= WHAT YOU NEED TO DO =
Search the entries for lines that contain the word "above", and report each one found.

Region pointing data
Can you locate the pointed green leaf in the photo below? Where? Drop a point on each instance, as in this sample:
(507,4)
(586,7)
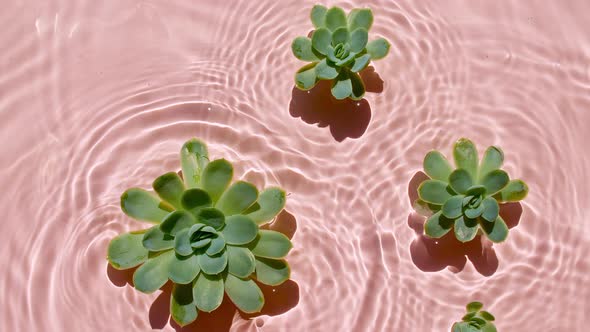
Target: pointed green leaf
(217,245)
(239,230)
(195,199)
(335,18)
(213,264)
(177,221)
(183,270)
(193,158)
(492,159)
(302,49)
(182,243)
(496,231)
(237,198)
(240,261)
(142,205)
(270,202)
(182,306)
(460,180)
(360,18)
(306,78)
(453,207)
(465,229)
(378,48)
(434,191)
(340,36)
(495,181)
(271,244)
(153,274)
(318,15)
(245,294)
(514,191)
(169,187)
(465,155)
(437,225)
(321,39)
(208,292)
(126,251)
(358,39)
(216,177)
(272,272)
(490,209)
(324,71)
(211,217)
(156,240)
(437,166)
(360,63)
(358,87)
(342,87)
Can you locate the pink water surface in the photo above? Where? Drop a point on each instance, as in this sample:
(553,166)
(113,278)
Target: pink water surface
(98,96)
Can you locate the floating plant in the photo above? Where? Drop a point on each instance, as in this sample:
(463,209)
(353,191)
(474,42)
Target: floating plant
(467,199)
(206,238)
(476,320)
(337,50)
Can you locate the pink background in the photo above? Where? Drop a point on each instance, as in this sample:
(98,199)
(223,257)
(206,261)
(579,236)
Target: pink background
(98,96)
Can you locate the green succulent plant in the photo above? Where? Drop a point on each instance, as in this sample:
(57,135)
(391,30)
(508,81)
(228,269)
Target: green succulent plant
(337,50)
(206,238)
(476,320)
(467,199)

= WRITTEN RESPONSE =
Can you locate the pink water surface in the photo above? Where? Drop a point on each instance, as in this sample:
Can you locate the floating plant in the photo above? Where? Drop a point on each instance, as in this sample:
Can you locate the pink background in the photo above? Where? Drop a point on each instance, as in this sample:
Can you locate the green succulent plant in the photo above? Where? Drop a point on each instance, as in this sample:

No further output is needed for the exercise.